REQUIREMENTS
Rewrite every row below, substituting "occurrence" for each "instance" and leaving all other text unchanged.

RECORDED INFORMATION
──────

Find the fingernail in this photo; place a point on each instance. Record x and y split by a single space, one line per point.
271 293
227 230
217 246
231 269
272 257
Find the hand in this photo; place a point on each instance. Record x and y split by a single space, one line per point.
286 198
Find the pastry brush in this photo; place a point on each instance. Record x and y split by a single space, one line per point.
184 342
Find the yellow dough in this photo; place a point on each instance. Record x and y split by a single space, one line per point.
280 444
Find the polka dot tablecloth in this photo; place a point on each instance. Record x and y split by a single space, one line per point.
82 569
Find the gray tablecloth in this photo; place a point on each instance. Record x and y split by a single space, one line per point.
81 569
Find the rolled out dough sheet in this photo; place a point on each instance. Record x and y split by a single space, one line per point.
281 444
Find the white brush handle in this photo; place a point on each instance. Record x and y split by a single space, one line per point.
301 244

──────

RIGHT ANSWER
Find the fingernail in this photo; place a point on each occurrence. Record x and y split by a single space, one line per point.
271 293
227 230
217 246
231 269
272 257
Find the hand in this photo; place a point on each occurrence. Record x and y split by a single space, one line per point.
286 198
Find the pastry brush in this photo; place a point on each occurrence. Record x and y split by a single space, one line per point.
184 342
Find the yellow dough in this photo; place a point on each occurrence. Record x and y split by a single space, one line per point.
280 444
Find the polka dot tablecloth in this photo; place a point on each occurrence. Record x and y split by a single space, one line per point.
82 569
Find the gray tablecloth in this photo; place a point on each occurrence. Record x and y split by a single space, one line per point.
81 569
Find the rolled out dough sheet in this photo; place a point on each occurrence. Record x and y split by a single space, one line per point.
281 444
Find the white brush handle in this photo; place a point on each occurrence. Record x and y split by a single space, one line per point.
301 244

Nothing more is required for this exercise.